SET OF TASKS
a: Update the article on the ClearfLo project with everything from "The Environmental Research" down to "issues in London.", replacing "consortium" with "network".
b: Using the article on the ClearfLo project, decide whether each statement below agrees with it. Answer yes or no for each and quote the deciding words. (i) The research project is worth £2.8 million. (ii) The World Health Organisation estimates that air pollution causes about five million premature deaths worldwide per year. (iii) Traditional methods to measure dispersion can be used in all urban environments.

--- SELECTED PASSAGE ---

The Environmental Research Group and the Department of Geography at King’s are leading partners in a consortium of universities in a £2.8 million research project on traffic and health issues in London.
‘ClearfLo’ (Clean air for London) aims to increase understanding of the distribution, transport and transformation of potentially hazardous air pollutants in urban areas. and will establish the infrastructure needed to monitor air pollutants moving in and out of London, paving the way for better air quality and health studies in the future.
Air pollution is a major environmental risk to health and is estimated by the World Health Organisation to cause approximately two million premature deaths worldwide per year. King’s experts recently warned that pollution could reduce the lifespan of some Londoners by up to ten years.
Understanding how pollutants relevant to human health are dispersed in the urban environment is a challenge, as traditional methods to measure dispersion are not applicable in all urban environments. As a result, the distribution and concentration of some pollutants in urban areas, such as particles, are not well characterised or mapped, and there is potential for exposure misclassification in epidemiology studies and studies of risk.

--- DATASET CONTENT ---

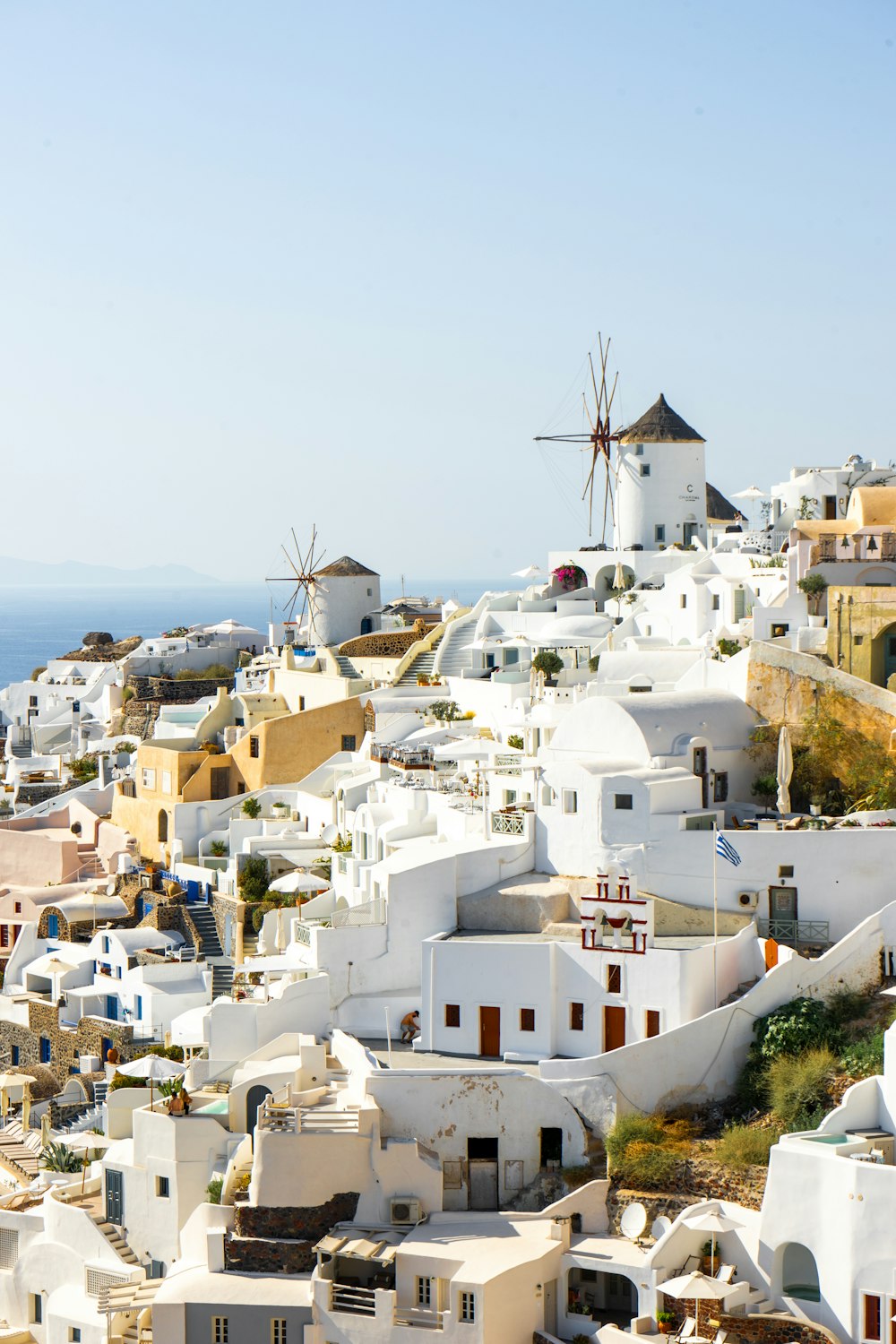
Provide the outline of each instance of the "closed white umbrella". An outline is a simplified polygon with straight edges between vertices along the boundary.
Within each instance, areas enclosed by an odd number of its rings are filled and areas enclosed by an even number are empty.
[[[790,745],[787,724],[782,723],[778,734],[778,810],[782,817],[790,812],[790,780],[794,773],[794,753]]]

---

EXERCISE RESPONSES
a:
The Environmental Research Group and the Department of Geography at King’s are leading partners in a network of universities in a £2.8 million research project on traffic and health issues in London.

b:
(i) Yes. The article describes "a £2.8 million research project on traffic and health issues in London."
(ii) No. The article states that air pollution is estimated "to cause approximately two million premature deaths worldwide per year."
(iii) No. The article states that "traditional methods to measure dispersion are not applicable in all urban environments."